[start]

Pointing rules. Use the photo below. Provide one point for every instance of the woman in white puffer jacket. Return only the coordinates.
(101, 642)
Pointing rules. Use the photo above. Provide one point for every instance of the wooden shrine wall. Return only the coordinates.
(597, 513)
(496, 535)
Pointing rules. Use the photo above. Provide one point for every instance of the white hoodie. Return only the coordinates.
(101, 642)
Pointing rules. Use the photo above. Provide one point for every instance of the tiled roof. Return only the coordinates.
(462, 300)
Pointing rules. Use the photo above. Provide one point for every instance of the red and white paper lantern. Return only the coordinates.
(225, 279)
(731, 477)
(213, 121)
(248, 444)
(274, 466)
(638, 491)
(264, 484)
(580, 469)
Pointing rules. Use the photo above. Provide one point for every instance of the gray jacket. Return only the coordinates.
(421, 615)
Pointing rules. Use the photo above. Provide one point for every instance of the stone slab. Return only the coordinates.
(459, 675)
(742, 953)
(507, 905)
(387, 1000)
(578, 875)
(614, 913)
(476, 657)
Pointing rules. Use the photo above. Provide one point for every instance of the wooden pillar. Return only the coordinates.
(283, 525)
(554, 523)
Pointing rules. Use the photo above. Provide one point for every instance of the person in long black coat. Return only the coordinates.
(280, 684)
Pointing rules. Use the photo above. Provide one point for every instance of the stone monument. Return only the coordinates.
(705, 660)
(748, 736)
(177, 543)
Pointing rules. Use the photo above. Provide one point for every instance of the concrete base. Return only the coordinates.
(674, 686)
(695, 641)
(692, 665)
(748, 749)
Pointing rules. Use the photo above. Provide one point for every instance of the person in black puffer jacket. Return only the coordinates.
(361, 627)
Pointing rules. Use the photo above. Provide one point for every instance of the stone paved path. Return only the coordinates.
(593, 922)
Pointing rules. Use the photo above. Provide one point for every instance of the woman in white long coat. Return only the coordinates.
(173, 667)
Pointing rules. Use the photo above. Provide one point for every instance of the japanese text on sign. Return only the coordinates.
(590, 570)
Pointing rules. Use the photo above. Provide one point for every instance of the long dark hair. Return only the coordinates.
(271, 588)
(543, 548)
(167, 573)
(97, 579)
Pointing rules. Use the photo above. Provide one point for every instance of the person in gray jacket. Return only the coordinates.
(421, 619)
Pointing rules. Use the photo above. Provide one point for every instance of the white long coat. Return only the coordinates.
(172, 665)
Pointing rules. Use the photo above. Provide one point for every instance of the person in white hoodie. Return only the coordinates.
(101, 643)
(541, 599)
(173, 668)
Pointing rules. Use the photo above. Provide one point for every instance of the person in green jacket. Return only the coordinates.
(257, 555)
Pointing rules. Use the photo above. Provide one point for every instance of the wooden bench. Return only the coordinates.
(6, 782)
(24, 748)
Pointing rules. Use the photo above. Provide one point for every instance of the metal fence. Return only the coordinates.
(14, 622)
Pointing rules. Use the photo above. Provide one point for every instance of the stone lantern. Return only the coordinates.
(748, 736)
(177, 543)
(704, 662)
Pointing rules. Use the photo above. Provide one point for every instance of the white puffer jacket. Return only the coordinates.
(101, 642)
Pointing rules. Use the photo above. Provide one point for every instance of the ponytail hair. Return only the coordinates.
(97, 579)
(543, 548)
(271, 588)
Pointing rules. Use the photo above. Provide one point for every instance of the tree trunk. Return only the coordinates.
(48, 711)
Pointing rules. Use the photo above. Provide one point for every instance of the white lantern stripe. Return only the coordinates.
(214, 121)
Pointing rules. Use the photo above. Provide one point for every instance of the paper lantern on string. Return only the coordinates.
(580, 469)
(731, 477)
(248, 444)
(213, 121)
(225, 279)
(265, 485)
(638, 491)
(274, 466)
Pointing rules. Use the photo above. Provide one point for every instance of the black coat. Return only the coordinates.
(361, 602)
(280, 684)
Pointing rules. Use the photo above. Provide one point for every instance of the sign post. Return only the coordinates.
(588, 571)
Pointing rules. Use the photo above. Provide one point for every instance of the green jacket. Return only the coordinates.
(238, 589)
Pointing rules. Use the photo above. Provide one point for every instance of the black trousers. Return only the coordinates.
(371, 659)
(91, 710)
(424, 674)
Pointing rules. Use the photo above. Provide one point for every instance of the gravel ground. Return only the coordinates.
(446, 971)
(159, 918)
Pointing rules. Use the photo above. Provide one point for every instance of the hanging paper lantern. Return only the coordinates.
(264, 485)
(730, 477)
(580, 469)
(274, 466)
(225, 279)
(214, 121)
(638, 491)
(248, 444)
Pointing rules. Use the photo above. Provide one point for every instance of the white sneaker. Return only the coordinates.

[end]

Can you retype all of the data above with no changes?

Pointing rules. Use the photo below. Provide one point for every instance of the woman in white puffer jacket. Return only the coordinates.
(101, 642)
Pointing rules. Use the photo above. Provide one point for every instance of the wooden shrine wall. Return only the coordinates.
(597, 513)
(496, 535)
Pointing rules. Use the photo above. Provide one point for every instance of the white hoodie. Return only the coordinates.
(101, 642)
Pointing rules. Use the photo above. Provide one point for every instance of the tiled roof. Return only the coordinates.
(462, 300)
Pointing rules. Use the photo above. Provide one point for every instance of the red and white paper lantern. Return only the coordinates.
(225, 279)
(731, 477)
(213, 121)
(248, 444)
(274, 466)
(638, 491)
(264, 484)
(580, 469)
Pointing rules. Use the photo above. Provide one point for every instance of the gray jacket. Return only the coordinates.
(421, 615)
Pointing rules. Use the photo above. Provide one point for every instance of the stone slab. Return only the coordinates.
(459, 675)
(742, 953)
(507, 905)
(387, 1000)
(578, 875)
(614, 913)
(476, 657)
Pointing rules. Use the photo above. Provide one point for every instance of the wooden pillar. Return only the coordinates.
(283, 525)
(554, 523)
Pointing rules. Use the photo above. Provide one point for every instance of the person in long black coat. Return only the coordinates.
(280, 684)
Pointing rules. Use the photo above. Provide one point for every instance of the stone monument. Return only the coordinates.
(705, 660)
(748, 736)
(177, 543)
Pointing rules. Use the photo above. Provide one point for every instance of the concrete base. Return only the coordinates.
(674, 686)
(695, 641)
(692, 665)
(748, 749)
Pointing rules. Use the photo above. Provide one point for every instance of the person in black puffer jacket. Return only the coordinates.
(361, 627)
Pointing rules. Use the photo above. Provide one point for every instance of the stone paved path. Return only the coordinates.
(593, 922)
Pointing rules. Use the photo above. Provide one point for every instance of the woman in white long coat. Return only the coordinates.
(173, 667)
Pointing rules. Use the photo above. Provide one point for every instance of the japanese text on sign. Return only the coordinates.
(590, 570)
Pointing rules. Use the photo above. Provide one point for every instance of the long dark hair. Return only the coordinates.
(271, 588)
(543, 548)
(167, 573)
(97, 579)
Pointing rules. Use the photo above. Provide one point for every instance of the person in gray jacket. Return only the coordinates.
(421, 619)
Pointing rules. Use the photo above. Provide one point for every instance of the white long coat. Return only the coordinates.
(172, 665)
Pointing rules. Use the photo above. Provide one point for every instance of the person in white hoodie. Return only the coordinates.
(101, 643)
(541, 599)
(173, 668)
Pointing rules. Use the photo above. Provide one point for every instance of the person in green jacket. Return only the coordinates.
(257, 555)
Pointing rules. Use the photo above. Provide one point for every instance of the wooden bench. Return only the coordinates.
(6, 782)
(24, 748)
Pointing rules. Use the photo above. Provide one point for every instance of the metal fence. Return only the coordinates.
(14, 622)
Pointing rules. Use the photo above. Provide one point for every instance of the stone lantern. Return only the coordinates.
(748, 736)
(177, 543)
(704, 662)
Pointing rules. Use the photo above. Provide one point for every instance of the white puffer jacket. Return only the coordinates.
(101, 642)
Pointing rules. Use the photo above. Provide one point for every instance of the ponytail hair. Return only the coordinates.
(97, 579)
(543, 548)
(271, 588)
Pointing rules. Use the photo above. Provide one point for every instance of the tree trunk. Return only the coordinates.
(48, 711)
Pointing rules. Use the photo above. Provide one point for every instance of the white lantern stripe. Return only the coordinates.
(214, 121)
Pointing rules. Use the photo above. Provide one point for every instance of the paper lantern on string. Return only the coordinates.
(580, 469)
(731, 477)
(248, 444)
(213, 121)
(225, 279)
(265, 485)
(638, 491)
(274, 466)
Pointing rules. Use the photo above. Provide one point for every instance of the black coat. Return only the coordinates.
(361, 602)
(280, 684)
Pointing rules. Use the photo above. Provide one point for every instance of the sign post. Return only the coordinates.
(588, 571)
Pointing rules. Use the photo above. Provide one point for every instance of the green jacket. Return only the coordinates.
(238, 589)
Pointing rules. Use the photo above. Provide one point for every instance of the black trousers. Return only the coordinates.
(371, 659)
(91, 710)
(424, 674)
Pointing rules. Use the photo above. Provide one point for every instance of the gravel ground. Return only the coordinates.
(446, 971)
(159, 918)
Pointing rules. Use the photo above. Provide one point for every instance of the hanging paper lantern. Return only the coordinates.
(264, 485)
(730, 477)
(580, 469)
(274, 466)
(225, 279)
(214, 121)
(638, 491)
(248, 444)
Pointing rules. Use the photo above. Provide one point for every instance of the white sneaker. Return only the coordinates.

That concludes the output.